Find the line containing "target | pale bark" in the data below and repeat it, along with all later lines, exactly through the last one.

[Saved entries]

================================

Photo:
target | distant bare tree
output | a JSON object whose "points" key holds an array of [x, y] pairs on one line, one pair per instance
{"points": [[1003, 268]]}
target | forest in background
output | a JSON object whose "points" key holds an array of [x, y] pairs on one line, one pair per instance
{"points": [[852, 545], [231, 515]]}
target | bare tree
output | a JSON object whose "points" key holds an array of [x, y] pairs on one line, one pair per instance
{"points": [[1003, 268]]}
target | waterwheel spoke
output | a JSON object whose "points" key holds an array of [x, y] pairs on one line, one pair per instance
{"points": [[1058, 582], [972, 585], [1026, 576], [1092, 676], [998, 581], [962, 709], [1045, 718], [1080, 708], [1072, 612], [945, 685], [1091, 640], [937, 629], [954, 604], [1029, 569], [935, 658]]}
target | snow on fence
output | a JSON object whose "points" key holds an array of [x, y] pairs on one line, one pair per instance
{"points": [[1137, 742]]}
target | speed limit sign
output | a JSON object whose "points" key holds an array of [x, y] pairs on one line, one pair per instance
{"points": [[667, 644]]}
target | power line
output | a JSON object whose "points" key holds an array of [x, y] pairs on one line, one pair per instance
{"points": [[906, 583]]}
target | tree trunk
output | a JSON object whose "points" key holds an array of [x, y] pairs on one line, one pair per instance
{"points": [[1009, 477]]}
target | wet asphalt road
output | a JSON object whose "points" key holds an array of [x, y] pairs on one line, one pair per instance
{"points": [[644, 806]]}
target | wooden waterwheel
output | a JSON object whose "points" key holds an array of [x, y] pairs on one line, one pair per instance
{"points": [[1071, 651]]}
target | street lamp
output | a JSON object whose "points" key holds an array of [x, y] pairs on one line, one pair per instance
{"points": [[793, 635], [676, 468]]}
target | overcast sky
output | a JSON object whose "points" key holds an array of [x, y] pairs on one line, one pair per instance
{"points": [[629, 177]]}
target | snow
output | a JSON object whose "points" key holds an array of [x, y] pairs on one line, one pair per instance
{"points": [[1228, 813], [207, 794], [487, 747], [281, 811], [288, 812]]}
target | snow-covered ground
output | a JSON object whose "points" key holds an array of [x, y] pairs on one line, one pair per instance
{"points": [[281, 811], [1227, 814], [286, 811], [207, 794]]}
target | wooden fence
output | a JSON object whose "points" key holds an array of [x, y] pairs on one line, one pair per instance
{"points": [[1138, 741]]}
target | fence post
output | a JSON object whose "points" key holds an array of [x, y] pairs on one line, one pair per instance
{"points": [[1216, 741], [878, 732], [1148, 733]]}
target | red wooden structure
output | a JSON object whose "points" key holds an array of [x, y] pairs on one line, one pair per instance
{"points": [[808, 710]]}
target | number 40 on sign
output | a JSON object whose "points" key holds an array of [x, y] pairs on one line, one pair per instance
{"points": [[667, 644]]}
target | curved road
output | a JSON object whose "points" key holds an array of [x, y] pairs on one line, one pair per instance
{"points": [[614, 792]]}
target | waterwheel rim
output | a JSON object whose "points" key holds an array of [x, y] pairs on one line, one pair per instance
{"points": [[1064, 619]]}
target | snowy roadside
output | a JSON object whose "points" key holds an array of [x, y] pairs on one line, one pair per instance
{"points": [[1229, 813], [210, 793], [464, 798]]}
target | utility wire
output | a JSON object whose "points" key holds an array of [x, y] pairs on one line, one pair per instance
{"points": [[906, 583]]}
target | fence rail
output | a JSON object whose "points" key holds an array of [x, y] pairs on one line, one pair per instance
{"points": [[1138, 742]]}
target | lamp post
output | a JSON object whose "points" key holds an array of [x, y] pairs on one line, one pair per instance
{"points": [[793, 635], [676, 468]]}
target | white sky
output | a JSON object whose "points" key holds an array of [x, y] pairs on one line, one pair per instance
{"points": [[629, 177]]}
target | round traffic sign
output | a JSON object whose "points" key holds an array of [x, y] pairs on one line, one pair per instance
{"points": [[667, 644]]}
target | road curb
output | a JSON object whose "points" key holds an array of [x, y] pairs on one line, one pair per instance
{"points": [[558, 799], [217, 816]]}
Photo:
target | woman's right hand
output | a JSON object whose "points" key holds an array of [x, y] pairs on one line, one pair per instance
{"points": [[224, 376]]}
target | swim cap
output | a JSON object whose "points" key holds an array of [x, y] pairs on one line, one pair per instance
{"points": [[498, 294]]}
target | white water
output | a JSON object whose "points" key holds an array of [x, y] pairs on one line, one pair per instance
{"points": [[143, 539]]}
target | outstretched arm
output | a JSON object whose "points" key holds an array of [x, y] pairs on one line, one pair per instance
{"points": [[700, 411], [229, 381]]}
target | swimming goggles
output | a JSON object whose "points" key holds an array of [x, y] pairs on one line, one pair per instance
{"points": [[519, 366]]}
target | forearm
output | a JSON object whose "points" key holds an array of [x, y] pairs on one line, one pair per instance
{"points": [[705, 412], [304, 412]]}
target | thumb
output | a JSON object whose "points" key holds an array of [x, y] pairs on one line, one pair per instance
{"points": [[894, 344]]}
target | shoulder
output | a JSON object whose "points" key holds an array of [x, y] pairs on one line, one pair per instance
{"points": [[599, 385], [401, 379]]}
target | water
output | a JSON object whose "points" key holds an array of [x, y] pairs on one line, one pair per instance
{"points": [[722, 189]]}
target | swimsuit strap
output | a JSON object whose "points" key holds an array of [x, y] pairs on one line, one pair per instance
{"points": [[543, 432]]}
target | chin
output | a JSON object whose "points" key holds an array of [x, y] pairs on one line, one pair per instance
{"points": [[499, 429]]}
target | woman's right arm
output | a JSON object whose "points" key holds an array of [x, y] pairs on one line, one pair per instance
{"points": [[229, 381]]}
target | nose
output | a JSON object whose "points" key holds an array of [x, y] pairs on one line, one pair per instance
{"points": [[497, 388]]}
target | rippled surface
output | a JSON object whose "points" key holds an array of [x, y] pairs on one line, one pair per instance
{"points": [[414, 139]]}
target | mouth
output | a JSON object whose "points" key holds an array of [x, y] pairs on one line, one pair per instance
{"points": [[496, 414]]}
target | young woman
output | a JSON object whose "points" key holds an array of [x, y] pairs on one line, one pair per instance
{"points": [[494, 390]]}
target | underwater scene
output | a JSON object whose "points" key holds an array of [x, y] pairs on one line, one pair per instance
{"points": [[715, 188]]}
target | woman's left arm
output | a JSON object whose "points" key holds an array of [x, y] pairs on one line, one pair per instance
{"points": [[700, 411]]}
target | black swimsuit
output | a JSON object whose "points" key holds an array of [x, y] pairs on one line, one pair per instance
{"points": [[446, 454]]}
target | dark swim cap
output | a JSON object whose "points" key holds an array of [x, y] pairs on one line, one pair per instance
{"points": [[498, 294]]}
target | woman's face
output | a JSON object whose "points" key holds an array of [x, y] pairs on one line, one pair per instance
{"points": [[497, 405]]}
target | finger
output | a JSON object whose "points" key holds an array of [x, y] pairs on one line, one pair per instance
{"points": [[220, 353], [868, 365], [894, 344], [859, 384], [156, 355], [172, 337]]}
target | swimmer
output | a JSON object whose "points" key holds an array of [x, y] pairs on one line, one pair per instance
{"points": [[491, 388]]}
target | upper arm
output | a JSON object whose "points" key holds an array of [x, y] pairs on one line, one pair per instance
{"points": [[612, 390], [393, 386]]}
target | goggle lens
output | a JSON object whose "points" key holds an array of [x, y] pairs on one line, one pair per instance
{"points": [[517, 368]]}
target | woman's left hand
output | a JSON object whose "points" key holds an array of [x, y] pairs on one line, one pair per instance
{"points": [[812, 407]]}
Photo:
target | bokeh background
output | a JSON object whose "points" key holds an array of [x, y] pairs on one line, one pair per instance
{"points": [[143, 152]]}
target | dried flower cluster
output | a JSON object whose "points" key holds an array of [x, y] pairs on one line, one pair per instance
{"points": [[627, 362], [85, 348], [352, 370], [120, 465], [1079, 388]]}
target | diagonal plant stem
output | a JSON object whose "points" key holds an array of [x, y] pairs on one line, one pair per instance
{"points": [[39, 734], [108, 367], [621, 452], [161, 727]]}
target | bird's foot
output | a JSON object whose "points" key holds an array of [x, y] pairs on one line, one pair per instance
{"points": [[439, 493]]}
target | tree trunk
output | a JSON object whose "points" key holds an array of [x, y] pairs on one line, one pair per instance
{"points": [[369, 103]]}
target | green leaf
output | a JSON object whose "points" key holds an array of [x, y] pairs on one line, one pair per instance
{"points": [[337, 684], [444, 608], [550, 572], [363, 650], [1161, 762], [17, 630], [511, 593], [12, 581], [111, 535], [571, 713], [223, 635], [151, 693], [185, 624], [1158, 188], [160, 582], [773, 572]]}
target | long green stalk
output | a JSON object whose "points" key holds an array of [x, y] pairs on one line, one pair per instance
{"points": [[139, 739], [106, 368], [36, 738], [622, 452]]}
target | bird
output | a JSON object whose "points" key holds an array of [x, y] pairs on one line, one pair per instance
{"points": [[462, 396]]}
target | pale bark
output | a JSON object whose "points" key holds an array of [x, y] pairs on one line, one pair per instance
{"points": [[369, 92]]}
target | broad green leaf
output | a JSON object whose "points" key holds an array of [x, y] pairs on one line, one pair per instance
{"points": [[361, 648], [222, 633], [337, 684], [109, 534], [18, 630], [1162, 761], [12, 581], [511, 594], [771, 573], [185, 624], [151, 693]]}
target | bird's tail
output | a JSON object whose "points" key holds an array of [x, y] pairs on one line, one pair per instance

================================

> _SOLUTION FOR THIS PROBLEM_
target | pale bark
output | a JSON object whose "points" key holds an array of [x, y] pairs on one line, one pair per instance
{"points": [[369, 92]]}
target | broad green leaf
output | a JSON object whose "points" key holds an array of [x, y] pairs on one line, one pair per instance
{"points": [[361, 648], [222, 633], [337, 684], [109, 534], [18, 630], [1162, 761], [12, 581], [511, 594], [771, 573], [185, 624], [151, 693]]}
target | bird's tail
output | a JSON object whose "points" key holds an array of [x, y] pairs on one line, one pair per instance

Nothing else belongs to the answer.